--- Start SOURCE EXTRACT ---

0

Trying to determine the best way to count transactions in a range by identifier for a project. Below is a sample csv dataset.

Customer A,$1.55 ,12:01
Customer B,$12.95 ,12:02
Customer A,$28.77 ,12:03
Customer C,$35.65 ,12:04
Customer A,$11.95 ,12:05
Customer C,$7.65 ,12:06
Customer B,$55.96 ,12:07
Customer C,$44.25 ,12:08

If I have thousands of transaction occurring per second, and I want to know the number (count) of transactions for each customer in a range, say $0-$10, $11-20, $21-$30, $31-$40, and so on, what is the most efficient way to do this?

If I make sublists in python like

Customer A = [$1, $5, $12, $25, $18, $11]

Then I can do it pretty easily with a count function of some sort like:

def count_range_in_list(li, min, max):
        ctr = 0
        for x in li:
            if min <= x <= max:
                ctr += 1
        return ctr

print(count_range_in_list(Customer A, 0, 10))

[source: https://www.w3resource.com/python-exercises/list/python-data-type-list-exercise-31.php ]

Just struggling with an efficient way to do this from a large dataset. Since I know my customers I could do a comparison between the transaction data and that list and try to parse it that way, then do the count by range?

Any help getting started would be nice. Thanks.

--- End SOURCE EXTRACT ---
--- Start ROWS ---

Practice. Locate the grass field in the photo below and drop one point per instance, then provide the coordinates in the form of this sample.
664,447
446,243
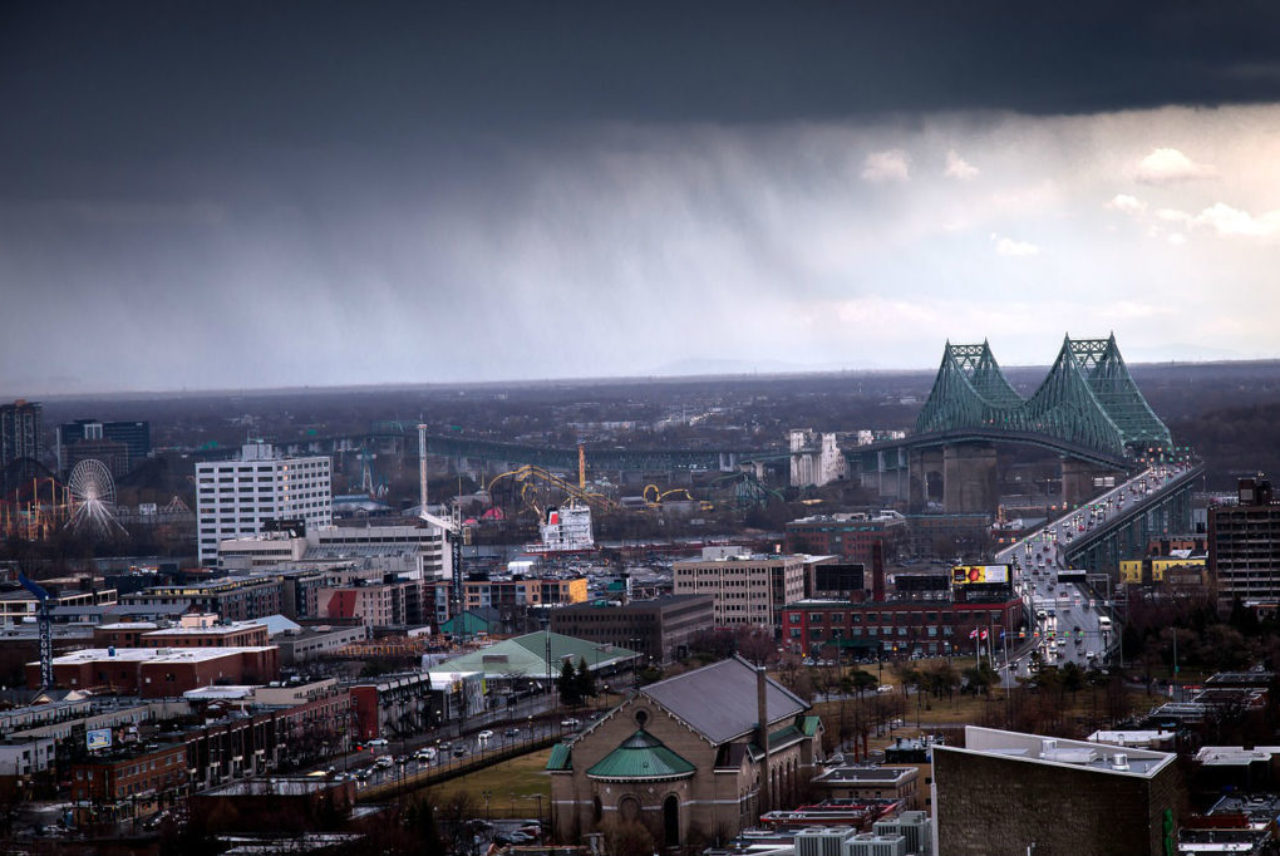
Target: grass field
513,787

--- End ROWS ---

TASK DIRECTIONS: Return the part of the forum post on counting transactions that starts at "Customer A = [$1, $5, $12, $25, $18, $11]" and ends at "print(count_range_in_list(Customer A, 0, 10))", copied word for word.

THE SOLUTION:
Customer A = [$1, $5, $12, $25, $18, $11]

Then I can do it pretty easily with a count function of some sort like:

def count_range_in_list(li, min, max):
        ctr = 0
        for x in li:
            if min <= x <= max:
                ctr += 1
        return ctr

print(count_range_in_list(Customer A, 0, 10))